*Short problem:* Reproduce the records below with every "keypoint" swapped for "marker", keeping everything else unchanged.
+++ Records supplied +++
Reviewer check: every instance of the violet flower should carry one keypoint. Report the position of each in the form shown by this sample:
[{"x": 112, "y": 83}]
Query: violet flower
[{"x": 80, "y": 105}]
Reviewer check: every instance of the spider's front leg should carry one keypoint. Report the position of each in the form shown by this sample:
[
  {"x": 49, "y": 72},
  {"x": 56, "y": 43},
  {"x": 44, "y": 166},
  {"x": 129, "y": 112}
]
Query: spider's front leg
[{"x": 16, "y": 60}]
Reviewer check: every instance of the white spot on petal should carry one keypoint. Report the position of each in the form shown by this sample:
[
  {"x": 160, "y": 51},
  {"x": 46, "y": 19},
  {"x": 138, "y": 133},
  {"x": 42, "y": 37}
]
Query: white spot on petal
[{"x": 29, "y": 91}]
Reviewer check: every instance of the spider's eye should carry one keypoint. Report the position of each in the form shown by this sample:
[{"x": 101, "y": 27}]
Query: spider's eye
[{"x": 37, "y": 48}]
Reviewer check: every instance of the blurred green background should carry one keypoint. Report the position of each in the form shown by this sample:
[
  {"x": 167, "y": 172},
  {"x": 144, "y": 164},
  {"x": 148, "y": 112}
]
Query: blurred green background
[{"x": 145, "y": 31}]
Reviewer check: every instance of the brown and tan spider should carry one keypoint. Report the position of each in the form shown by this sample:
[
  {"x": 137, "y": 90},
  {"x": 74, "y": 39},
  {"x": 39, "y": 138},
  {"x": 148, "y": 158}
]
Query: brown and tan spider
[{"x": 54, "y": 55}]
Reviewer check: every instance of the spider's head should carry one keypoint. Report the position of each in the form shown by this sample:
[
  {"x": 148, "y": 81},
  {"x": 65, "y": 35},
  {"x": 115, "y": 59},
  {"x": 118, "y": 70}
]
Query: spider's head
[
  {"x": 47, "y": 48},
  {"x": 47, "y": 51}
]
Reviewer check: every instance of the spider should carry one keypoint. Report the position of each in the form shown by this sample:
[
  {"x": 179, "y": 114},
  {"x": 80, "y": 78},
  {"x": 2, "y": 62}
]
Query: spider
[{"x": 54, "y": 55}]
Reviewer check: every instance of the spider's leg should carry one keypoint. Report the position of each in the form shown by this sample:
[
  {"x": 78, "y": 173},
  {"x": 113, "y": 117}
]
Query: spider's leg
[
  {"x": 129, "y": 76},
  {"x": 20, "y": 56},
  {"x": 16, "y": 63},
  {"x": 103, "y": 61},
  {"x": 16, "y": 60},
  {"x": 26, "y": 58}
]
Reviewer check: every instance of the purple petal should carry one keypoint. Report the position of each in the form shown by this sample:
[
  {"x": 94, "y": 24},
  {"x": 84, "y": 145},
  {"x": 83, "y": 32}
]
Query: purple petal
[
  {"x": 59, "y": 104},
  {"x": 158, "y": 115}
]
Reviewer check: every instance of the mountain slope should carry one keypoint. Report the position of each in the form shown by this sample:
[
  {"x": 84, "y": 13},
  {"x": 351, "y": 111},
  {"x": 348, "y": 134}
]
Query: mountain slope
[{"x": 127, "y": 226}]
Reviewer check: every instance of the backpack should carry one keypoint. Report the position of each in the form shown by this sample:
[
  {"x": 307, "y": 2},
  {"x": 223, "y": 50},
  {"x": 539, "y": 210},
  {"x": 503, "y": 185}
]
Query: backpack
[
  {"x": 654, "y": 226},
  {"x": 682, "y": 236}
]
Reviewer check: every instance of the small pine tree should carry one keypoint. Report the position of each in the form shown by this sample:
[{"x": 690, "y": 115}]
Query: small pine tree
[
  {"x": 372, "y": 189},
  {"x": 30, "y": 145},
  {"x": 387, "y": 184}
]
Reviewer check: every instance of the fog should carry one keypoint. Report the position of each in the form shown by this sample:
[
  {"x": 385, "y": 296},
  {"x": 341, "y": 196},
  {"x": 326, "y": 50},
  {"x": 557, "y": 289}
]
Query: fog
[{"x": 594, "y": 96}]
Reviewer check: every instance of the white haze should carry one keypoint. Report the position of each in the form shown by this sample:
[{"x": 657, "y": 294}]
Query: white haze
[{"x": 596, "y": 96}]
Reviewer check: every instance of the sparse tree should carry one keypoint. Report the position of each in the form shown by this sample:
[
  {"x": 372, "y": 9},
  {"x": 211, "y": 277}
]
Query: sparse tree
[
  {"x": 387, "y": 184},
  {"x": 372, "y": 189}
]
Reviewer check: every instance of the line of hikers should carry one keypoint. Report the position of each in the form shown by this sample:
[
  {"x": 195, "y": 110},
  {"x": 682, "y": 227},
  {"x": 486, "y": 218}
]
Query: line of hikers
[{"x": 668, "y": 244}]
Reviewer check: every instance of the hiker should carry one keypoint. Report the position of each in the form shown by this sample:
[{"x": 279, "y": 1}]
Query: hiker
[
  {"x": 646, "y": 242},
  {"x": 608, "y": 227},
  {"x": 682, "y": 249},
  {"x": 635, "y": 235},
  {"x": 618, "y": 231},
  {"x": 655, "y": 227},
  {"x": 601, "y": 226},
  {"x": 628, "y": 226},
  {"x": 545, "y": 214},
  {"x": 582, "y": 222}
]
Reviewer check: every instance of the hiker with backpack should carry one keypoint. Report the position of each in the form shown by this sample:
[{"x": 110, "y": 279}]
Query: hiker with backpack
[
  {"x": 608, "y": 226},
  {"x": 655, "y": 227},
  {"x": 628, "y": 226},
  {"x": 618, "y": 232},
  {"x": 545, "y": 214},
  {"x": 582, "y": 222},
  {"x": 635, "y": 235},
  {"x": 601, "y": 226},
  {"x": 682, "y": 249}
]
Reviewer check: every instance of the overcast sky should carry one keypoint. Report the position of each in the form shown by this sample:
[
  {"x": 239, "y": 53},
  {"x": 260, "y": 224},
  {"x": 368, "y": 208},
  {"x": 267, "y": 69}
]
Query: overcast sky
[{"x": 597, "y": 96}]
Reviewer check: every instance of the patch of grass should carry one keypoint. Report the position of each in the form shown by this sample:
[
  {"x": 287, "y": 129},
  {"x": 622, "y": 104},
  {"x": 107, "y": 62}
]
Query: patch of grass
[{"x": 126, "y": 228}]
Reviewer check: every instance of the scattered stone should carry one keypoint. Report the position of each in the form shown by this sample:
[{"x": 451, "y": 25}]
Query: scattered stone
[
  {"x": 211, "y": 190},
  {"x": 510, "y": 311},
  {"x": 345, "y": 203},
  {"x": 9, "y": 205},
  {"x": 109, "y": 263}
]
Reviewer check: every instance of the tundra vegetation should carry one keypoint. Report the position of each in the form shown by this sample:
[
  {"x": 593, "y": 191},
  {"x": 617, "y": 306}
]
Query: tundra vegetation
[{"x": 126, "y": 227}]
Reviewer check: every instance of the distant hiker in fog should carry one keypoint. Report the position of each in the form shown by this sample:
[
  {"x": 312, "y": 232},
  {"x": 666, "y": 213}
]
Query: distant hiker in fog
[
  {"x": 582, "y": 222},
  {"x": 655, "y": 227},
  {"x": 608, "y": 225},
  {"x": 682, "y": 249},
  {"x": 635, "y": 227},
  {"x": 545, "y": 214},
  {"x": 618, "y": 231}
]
+++
*The response:*
Reviewer check: every instance of the violet flower should carry one marker. Report the position of each in the form shown by this sample:
[{"x": 112, "y": 83}]
Query: violet flower
[{"x": 80, "y": 105}]
Reviewer check: every instance of the spider's front leg should carry one marker. Report the position of each in the form shown by this sample:
[
  {"x": 49, "y": 72},
  {"x": 56, "y": 43},
  {"x": 44, "y": 166},
  {"x": 129, "y": 112}
]
Query: spider's front leg
[{"x": 16, "y": 60}]
Reviewer check: every instance of the white spot on petal should carry one marker. Report the position of each in the form shown by this sample:
[
  {"x": 160, "y": 51},
  {"x": 46, "y": 19},
  {"x": 138, "y": 133},
  {"x": 42, "y": 37}
]
Query: white spot on petal
[{"x": 29, "y": 91}]
Reviewer check: every instance of the spider's eye should carry one marker. Report the position of each in the form shown by this sample:
[{"x": 101, "y": 27}]
Query: spider's eye
[{"x": 37, "y": 48}]
Reviewer check: every instance of the blurred green background should carry one marker. Report the position of each in the form shown by this sample:
[
  {"x": 167, "y": 172},
  {"x": 144, "y": 164},
  {"x": 148, "y": 112}
]
Query: blurred green background
[{"x": 145, "y": 31}]
Reviewer check: every instance of the brown and tan spider should carry one marker. Report the position of each in the form shown by this sample:
[
  {"x": 137, "y": 90},
  {"x": 74, "y": 39},
  {"x": 39, "y": 138},
  {"x": 148, "y": 158}
]
Query: brown and tan spider
[{"x": 54, "y": 55}]
Reviewer check: every instance of the spider's head should carry one marker. Report the position of each in the form shown by this sample:
[
  {"x": 148, "y": 81},
  {"x": 65, "y": 35},
  {"x": 115, "y": 59},
  {"x": 118, "y": 70}
]
Query: spider's head
[
  {"x": 47, "y": 48},
  {"x": 47, "y": 51}
]
Reviewer check: every instance of the spider should carry one marker. Report the position of each in the form shown by this sample:
[
  {"x": 179, "y": 114},
  {"x": 80, "y": 78},
  {"x": 2, "y": 62}
]
Query: spider
[{"x": 54, "y": 55}]
Reviewer check: every instance of the spider's leg should carry one marker. Report the position of each in the form shown by this sample:
[
  {"x": 78, "y": 173},
  {"x": 113, "y": 117}
]
Query: spider's leg
[
  {"x": 129, "y": 76},
  {"x": 20, "y": 56},
  {"x": 16, "y": 63},
  {"x": 103, "y": 61},
  {"x": 16, "y": 60},
  {"x": 26, "y": 58}
]
Reviewer check: every instance of the purple petal should carry one marker. Report the position of each in the form shown by this sample:
[
  {"x": 94, "y": 24},
  {"x": 84, "y": 145},
  {"x": 83, "y": 32}
]
Query: purple petal
[
  {"x": 59, "y": 104},
  {"x": 158, "y": 115}
]
Reviewer check: every instance of the mountain slope should carry one marker. Report the position of each in the form shown by this sample:
[
  {"x": 84, "y": 13},
  {"x": 351, "y": 111},
  {"x": 348, "y": 134}
]
Query: mountain slope
[{"x": 127, "y": 226}]
Reviewer check: every instance of the backpack should carry one marker. Report the position of each in the form shown by this sample:
[
  {"x": 307, "y": 2},
  {"x": 223, "y": 50},
  {"x": 539, "y": 210},
  {"x": 503, "y": 185}
]
Query: backpack
[
  {"x": 654, "y": 226},
  {"x": 682, "y": 236}
]
Reviewer check: every instance of the small pine tree should carry one marker. Report the position of each in the form shown by this sample:
[{"x": 690, "y": 115}]
Query: small pine tree
[
  {"x": 372, "y": 189},
  {"x": 30, "y": 145},
  {"x": 387, "y": 184}
]
Reviewer check: every instance of the fog should carry one marker. Report the position of each in the form shown by this sample:
[
  {"x": 385, "y": 296},
  {"x": 341, "y": 196},
  {"x": 326, "y": 50},
  {"x": 557, "y": 289}
]
Query: fog
[{"x": 594, "y": 96}]
Reviewer check: every instance of the white haze should carry one marker. Report the position of each in the form shown by this sample:
[{"x": 657, "y": 294}]
Query: white haze
[{"x": 596, "y": 96}]
Reviewer check: every instance of the sparse tree should carry one marker. Report the position of each in the form shown by this sample:
[
  {"x": 372, "y": 9},
  {"x": 211, "y": 277}
]
Query: sparse tree
[
  {"x": 387, "y": 184},
  {"x": 372, "y": 189}
]
Reviewer check: every instance of the line of hikers should carry one marker. Report the position of each in the form shown by this sample:
[
  {"x": 195, "y": 110},
  {"x": 682, "y": 227},
  {"x": 486, "y": 218}
]
Query: line of hikers
[{"x": 668, "y": 244}]
Reviewer check: every instance of the hiker should carry one marker. Report the position of each in the form shown by this sample:
[{"x": 279, "y": 1}]
Query: hiker
[
  {"x": 646, "y": 242},
  {"x": 608, "y": 227},
  {"x": 682, "y": 249},
  {"x": 635, "y": 235},
  {"x": 618, "y": 231},
  {"x": 655, "y": 227},
  {"x": 601, "y": 226},
  {"x": 628, "y": 226},
  {"x": 545, "y": 214},
  {"x": 582, "y": 222}
]
Reviewer check: every instance of the hiker with backpack should carry one marker. Report the position of each in the form shown by this sample:
[{"x": 110, "y": 279}]
Query: hiker with backpack
[
  {"x": 608, "y": 226},
  {"x": 655, "y": 227},
  {"x": 628, "y": 226},
  {"x": 618, "y": 232},
  {"x": 545, "y": 214},
  {"x": 582, "y": 222},
  {"x": 635, "y": 235},
  {"x": 601, "y": 226},
  {"x": 682, "y": 249}
]
Reviewer check: every instance of the overcast sky should carry one marker. Report the position of each in the form shown by this sample:
[
  {"x": 239, "y": 53},
  {"x": 260, "y": 224},
  {"x": 368, "y": 208},
  {"x": 267, "y": 69}
]
Query: overcast sky
[{"x": 597, "y": 96}]
Reviewer check: every instance of the patch of grass should carry one marker. Report the position of each in the form shown by this sample:
[
  {"x": 287, "y": 129},
  {"x": 622, "y": 104},
  {"x": 107, "y": 62}
]
Query: patch of grass
[{"x": 126, "y": 228}]
Reviewer check: every instance of the scattered stone should carry one marker. Report the position of each in the form shown by this sample:
[{"x": 451, "y": 25}]
Query: scattered stone
[
  {"x": 211, "y": 190},
  {"x": 510, "y": 311},
  {"x": 345, "y": 203},
  {"x": 9, "y": 205},
  {"x": 109, "y": 263}
]
Reviewer check: every instance of the tundra vegetation should carry one marker. Report the position of each in the form shown by this sample:
[
  {"x": 593, "y": 191},
  {"x": 617, "y": 306}
]
Query: tundra vegetation
[{"x": 126, "y": 227}]
Reviewer check: every instance of the distant hiker in fog should carry one marker. Report the position of each in the form shown by this sample:
[
  {"x": 312, "y": 232},
  {"x": 666, "y": 213}
]
Query: distant hiker in fog
[
  {"x": 582, "y": 222},
  {"x": 655, "y": 227},
  {"x": 608, "y": 225},
  {"x": 682, "y": 249},
  {"x": 635, "y": 227},
  {"x": 545, "y": 214},
  {"x": 618, "y": 231}
]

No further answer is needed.